Okuma metni:
════════════════════
Emsal Mahkeme Kararı Ankara 5. Fikri ve Sınaî Haklar Hukuk Mahkemesi 2020/306 E. 2021/243 K. 18.06.2021 T.

Görüntülediğiniz mahkeme kararı henüz kesinleşmemiştir. Yararlı olması amacıyla eklenmiştir.

T.C. ANKARA 5. FİKRİ VE SINAÎ HAKLAR HUKUK MAHKEMESİ
TÜRK MİLLETİ ADINA

T.C.
ANKARA
5. FİKRİ VE SINAÎ HAKLAR HUKUK MAHKEMESİ
GEREKÇELİ KARAR

ESAS NO : 2020/306 Esas
KARAR NO : 2021/243

DAVA : Marka (Marka İle İlgili Kurum Kararlarının İptali)
DAVA TARİHİ : 03/11/2020
KARAR TARİHİ : 18/06/2021
GEREKÇELİ KARARIN
YAZILDIĞI TARİH : 13/07/2021
Mahkememizde görülmekte bulunan Marka (Marka İle İlgili Kurum Kararlarının İptali) davasının yapılan açık yargılamasının sonunda,
GEREĞİ DÜŞÜNÜLDÜ:
DAVA:
Davacı vekili 03/11/2020 tarihli dava dilekçesinde özetle; Davalı şahsa ait 2019/82188 sayılı “Şekil” markasının yayınına müvekkili tarafından itiraz edildiğini, bu itirazın Markalar Dairesi Başkanlığı’nca reddedildiğini, bu karara karşı müvekkili tarafın yeniden itiraz edildiğini, aynı marka başvurusuna karşı dava dışı 3.kişi tarafından yapılan itirazın 12.03.2020 tarih … sayılı karar ile kabul edilmesi ve hükümsüz kılınmasını takiben müvekkilinin YİDK nezdinde yaptığı itiraz hakkında; itirazların konusuz kaldığının tespitine, esas hakkında karar vermeye yer olmadığından itiraz ile ilgili işlemlerin sonlandırılmasına karar verildiğini, her ne kadar davalı şahsa ait marka başvurusu 3.kişinin itirazları neticesinde reddedilmişse de, müvekkilinin YİDK nezdinde ileri sürdüğü itirazlarının dikkate alınmadığını, YİDK’nin bu tutumunun ilk itirazdaki ret nedenlerinin, ikinci itirazda havada kalmasına yol açmakla birlikte müvekkili aleyhinde olumsuz emsal kararlara sebep olacağını belirterek; … sayılı YİDK kararının iptaline karar verilmesini talep etmiştir.
════════════════════
Nokta işaretleme kümesinden kayıtlar
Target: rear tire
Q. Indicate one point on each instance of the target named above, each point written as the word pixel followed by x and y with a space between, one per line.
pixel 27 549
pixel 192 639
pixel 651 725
════════════════════
Görevler ve alıştırmalar:
1. Aşağıdaki (a), (b) ve (c) ifadelerinin yukarıdaki mahkeme kararıyla uyuşup uyuşmadığını belirtin. Her biri için evet ya da hayır deyin ve buna karar veren ifadeyi metinden aynen alıntılayın: (a) Dava 03/11/2020 tarihinde açılmıştır. (b) Davacının yayına yaptığı itiraz Markalar Dairesi Başkanlığı'nca kabul edilmiştir. (c) Mahkeme kararının kesinleştiği bildirilmektedir.
2. Kayıtlarda "pixel" sözcüğünü içeren tüm satırları sıralayın.

Görevlere göre yanıtlar:
1.
(a) Evet: "DAVA TARİHİ : 03/11/2020"
(b) Hayır: "bu itirazın Markalar Dairesi Başkanlığı’nca reddedildiğini"
(c) Hayır: "Görüntülediğiniz mahkeme kararı henüz kesinleşmemiştir."

2.
Q. Indicate one point on each instance of the target named above, each point written as the word pixel followed by x and y with a space between, one per line.
pixel 27 549
pixel 192 639
pixel 651 725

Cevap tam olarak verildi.